» **The task**
Go through the listing below and copy out every line that contains the string "coordinates", keeping each line unchanged.

>> Start Material supplied

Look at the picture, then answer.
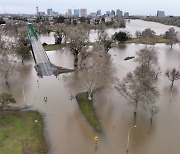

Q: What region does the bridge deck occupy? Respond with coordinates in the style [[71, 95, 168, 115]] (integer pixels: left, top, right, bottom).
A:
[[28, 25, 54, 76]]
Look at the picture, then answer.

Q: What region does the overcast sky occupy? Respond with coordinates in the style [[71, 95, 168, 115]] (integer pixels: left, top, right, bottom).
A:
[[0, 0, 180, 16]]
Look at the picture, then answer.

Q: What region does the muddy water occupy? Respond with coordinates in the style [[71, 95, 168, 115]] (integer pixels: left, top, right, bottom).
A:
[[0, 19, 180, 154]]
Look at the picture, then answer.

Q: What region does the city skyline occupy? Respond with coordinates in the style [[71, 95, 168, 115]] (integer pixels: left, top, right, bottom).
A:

>> End Material supplied
>> Start Material supplied

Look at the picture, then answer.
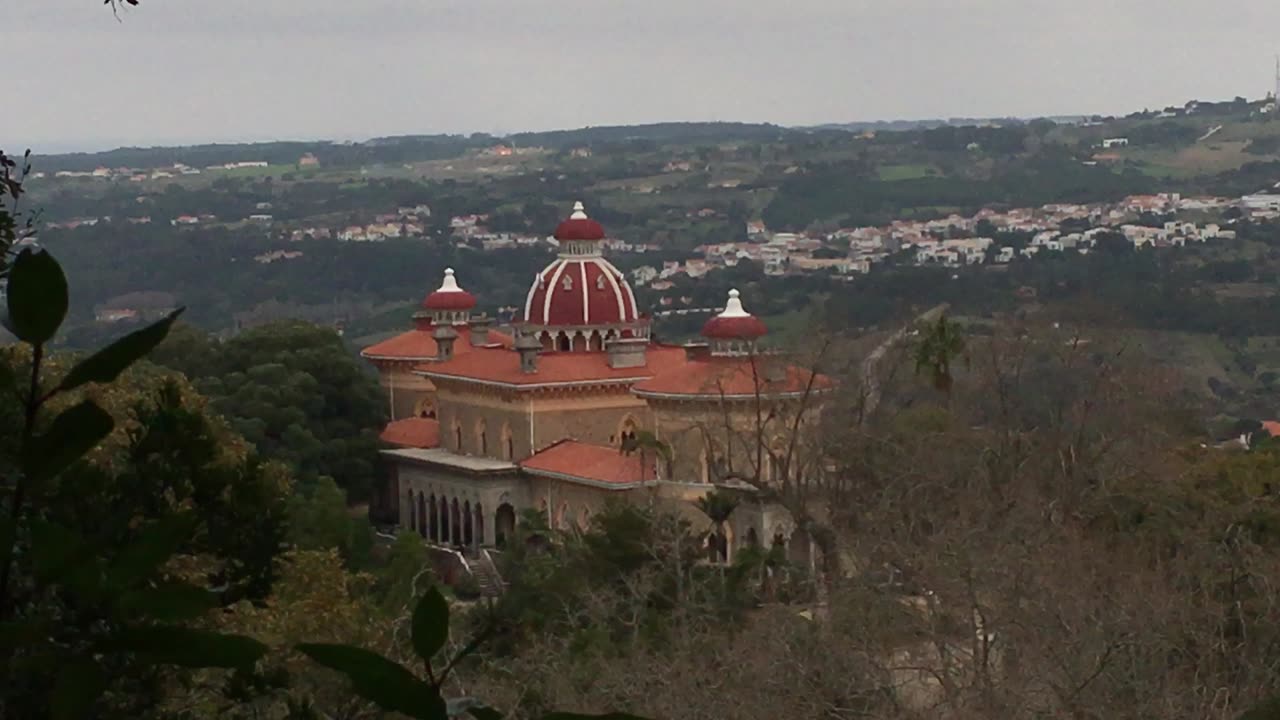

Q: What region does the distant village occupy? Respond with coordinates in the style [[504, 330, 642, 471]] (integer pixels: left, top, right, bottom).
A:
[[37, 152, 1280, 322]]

>> End Material supplied

» **Result for this task**
Q: What region does the bridge deck occupy? Respond with coordinates in the style [[71, 95, 168, 115]] (integer pixels: left, top, right, bottom).
Q: What region does the overcast sky occupy? Respond with coordinates in the style [[71, 95, 168, 115]] (integer pixels: left, top, right, bottom).
Q: What region does the muddy water occupy? Respond with coordinates in the style [[71, 95, 168, 115]] (integer pixels: left, top, right, bottom).
Q: What region does the city skyline occupy? Respond with coordinates in the style [[71, 95, 168, 115]] (integer pixels: left, top, right, bottom).
Q: What region does the distant village occupy? Respond with coordinates in the style [[504, 330, 642, 471]] (integer pixels: left, top, right, bottom).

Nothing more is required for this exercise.